Exactly as written, give back every record below.

[[ Data records open ]]

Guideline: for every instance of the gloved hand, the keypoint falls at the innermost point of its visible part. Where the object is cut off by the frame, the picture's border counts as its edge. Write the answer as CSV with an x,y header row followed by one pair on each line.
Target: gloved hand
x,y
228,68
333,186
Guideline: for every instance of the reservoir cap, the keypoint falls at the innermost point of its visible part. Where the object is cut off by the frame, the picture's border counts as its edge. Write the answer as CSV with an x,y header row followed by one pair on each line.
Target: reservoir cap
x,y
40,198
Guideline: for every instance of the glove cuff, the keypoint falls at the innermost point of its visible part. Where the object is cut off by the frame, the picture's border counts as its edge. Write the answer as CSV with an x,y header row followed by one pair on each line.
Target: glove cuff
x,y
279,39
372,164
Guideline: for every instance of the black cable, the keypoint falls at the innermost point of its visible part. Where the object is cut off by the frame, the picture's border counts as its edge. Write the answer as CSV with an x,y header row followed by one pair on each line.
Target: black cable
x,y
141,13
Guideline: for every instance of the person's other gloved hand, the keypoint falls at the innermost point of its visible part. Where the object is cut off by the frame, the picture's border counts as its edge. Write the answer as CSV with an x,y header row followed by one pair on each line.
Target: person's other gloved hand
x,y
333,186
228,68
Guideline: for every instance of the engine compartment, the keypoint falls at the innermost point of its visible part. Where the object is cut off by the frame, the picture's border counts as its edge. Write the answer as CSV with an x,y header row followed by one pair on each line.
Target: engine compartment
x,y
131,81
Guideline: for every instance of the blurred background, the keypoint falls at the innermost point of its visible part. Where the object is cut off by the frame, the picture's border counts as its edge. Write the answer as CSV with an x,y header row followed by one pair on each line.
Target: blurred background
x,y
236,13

[[ Data records closed ]]

(Exercise result)
Guideline: for every instance of the gloved hand, the keypoint falls at the innermost point of its visible part. Where the object is cut off by the frame, the picture's border counts as its edge. Write the answer as CSV with an x,y header row followed by one pair on each line.
Target: gloved hand
x,y
228,68
333,186
Guideline: for every instance of the reservoir cap, the keypoint falls at the innermost point of its visible part. Where the object is cut off by the frame, the picture's border counts as its edge. Write the answer as CSV with an x,y header row followed by one pair on each line.
Target: reservoir cap
x,y
40,198
Guideline: for every instance of the glove cuff, the keypoint falls at the innermost point of its visible part. Where the object is cut off by the frame, the picture's border counts as its edge. Write the answer as CSV with an x,y header row followed by one pair on each line.
Target: glove cuff
x,y
279,39
372,164
Guideline: for every instance of the black cable, the keypoint falls at the innermost point of its visible part. Where the object is cut off by the frame, the picture's border counts as its edge. Write the answer as CSV with an x,y header row followed by one pair on each line.
Target: black cable
x,y
141,13
Guideline: for every instance of the person's other gloved hand, the keypoint falls at the innermost point of its visible part. Where the object is cut off by the frame, the picture's border counts as its edge. Write the answer as CSV with an x,y header row followed by one pair on each line.
Target: person's other gloved hand
x,y
333,186
228,68
Guideline: for every instance of the engine compartment, the keypoint falls at the innermost point of its visible part. Where the object is cut off by the frame, the picture's border counts as its edge. Write the answer as CSV with an x,y header row followed by one pair on each line.
Target: engine compartment
x,y
131,81
Guideline: for every instance of the blurred background, the keypoint falls at the innermost point of its visible part. Where the object is cut off by the frame, the picture's border counts as its edge. Write the answer as CSV with an x,y header row followed by one pair on each line.
Target: blurred background
x,y
236,13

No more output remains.